Instructions for the task -> Rewrite every line of the entries below, requests included. Scale each bounding-box coordinate in the answers by 2.55 and round to a whole number, with halves going up.

Data drawn from a collection:
=====

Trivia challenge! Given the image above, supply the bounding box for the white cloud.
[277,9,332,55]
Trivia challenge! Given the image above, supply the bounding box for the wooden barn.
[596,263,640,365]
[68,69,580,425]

=====

Complete answer ->
Trivia challenge! Given the image above, supply the bounding box for the white cloud.
[706,23,847,140]
Trivia challenge! Given the image above, supply the bounding box for the wooden barn.
[1520,671,1632,931]
[173,176,1479,1084]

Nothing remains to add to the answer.